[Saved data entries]
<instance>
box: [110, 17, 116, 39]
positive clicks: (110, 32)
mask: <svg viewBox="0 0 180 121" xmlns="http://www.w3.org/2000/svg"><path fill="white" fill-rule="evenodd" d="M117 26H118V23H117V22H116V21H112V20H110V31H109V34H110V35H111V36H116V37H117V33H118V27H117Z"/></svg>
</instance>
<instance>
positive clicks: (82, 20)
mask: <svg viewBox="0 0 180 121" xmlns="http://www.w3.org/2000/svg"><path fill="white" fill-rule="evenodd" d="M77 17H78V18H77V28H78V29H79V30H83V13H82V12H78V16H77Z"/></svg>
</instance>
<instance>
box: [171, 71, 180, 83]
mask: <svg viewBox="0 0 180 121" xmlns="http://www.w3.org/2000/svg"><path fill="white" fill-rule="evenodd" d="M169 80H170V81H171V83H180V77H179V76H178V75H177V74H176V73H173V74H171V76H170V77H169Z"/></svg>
---
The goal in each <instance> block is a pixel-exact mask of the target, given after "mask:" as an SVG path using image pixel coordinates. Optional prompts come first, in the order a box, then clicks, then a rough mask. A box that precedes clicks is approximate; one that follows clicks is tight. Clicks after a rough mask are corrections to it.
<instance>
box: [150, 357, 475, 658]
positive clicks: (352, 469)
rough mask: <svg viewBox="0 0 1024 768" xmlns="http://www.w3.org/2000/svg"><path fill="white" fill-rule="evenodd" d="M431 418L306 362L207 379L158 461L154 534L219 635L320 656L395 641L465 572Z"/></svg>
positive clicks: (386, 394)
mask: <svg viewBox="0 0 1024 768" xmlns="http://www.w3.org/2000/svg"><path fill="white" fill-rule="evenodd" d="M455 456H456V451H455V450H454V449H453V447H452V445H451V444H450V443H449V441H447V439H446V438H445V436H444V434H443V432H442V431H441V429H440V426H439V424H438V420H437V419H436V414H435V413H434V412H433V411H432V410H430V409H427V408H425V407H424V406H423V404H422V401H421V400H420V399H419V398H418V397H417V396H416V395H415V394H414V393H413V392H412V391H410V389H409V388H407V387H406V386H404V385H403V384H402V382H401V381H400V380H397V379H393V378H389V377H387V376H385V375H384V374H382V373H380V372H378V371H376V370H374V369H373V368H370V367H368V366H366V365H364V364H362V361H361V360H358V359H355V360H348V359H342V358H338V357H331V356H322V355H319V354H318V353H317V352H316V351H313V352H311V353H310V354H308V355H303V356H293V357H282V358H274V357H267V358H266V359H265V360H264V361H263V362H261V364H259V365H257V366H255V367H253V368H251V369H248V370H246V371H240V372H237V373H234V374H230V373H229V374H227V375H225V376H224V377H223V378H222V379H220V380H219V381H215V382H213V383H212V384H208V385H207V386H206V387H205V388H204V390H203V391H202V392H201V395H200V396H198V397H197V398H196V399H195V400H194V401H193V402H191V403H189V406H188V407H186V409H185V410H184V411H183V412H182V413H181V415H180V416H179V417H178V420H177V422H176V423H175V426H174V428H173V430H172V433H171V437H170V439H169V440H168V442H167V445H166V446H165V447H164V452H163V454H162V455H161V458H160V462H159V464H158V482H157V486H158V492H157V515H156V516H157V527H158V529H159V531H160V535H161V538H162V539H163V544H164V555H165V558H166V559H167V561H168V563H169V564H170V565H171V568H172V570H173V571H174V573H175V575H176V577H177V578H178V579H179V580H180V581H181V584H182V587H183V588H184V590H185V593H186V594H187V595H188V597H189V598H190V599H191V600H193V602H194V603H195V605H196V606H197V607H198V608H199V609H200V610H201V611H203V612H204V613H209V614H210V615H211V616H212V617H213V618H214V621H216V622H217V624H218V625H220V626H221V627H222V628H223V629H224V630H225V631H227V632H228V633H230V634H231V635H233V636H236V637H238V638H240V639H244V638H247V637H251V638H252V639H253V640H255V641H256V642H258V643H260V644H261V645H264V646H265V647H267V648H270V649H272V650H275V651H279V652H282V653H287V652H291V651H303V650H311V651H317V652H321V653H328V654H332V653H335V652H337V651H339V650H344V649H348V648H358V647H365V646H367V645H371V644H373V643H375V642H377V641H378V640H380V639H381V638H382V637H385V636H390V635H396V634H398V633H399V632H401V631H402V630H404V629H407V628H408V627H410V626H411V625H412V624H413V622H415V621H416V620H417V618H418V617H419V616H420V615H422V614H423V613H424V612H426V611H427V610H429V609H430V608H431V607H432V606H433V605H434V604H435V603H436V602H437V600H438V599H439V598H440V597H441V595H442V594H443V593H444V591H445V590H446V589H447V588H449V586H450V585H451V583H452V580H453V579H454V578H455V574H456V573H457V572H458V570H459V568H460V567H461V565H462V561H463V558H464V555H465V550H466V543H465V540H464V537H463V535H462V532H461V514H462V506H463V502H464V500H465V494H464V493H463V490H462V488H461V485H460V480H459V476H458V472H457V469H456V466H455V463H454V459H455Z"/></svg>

- [TASK OBJECTIVE]: State how many lines of the records above contain the word "rough", and give only that number.

- [ANSWER SECTION]: 2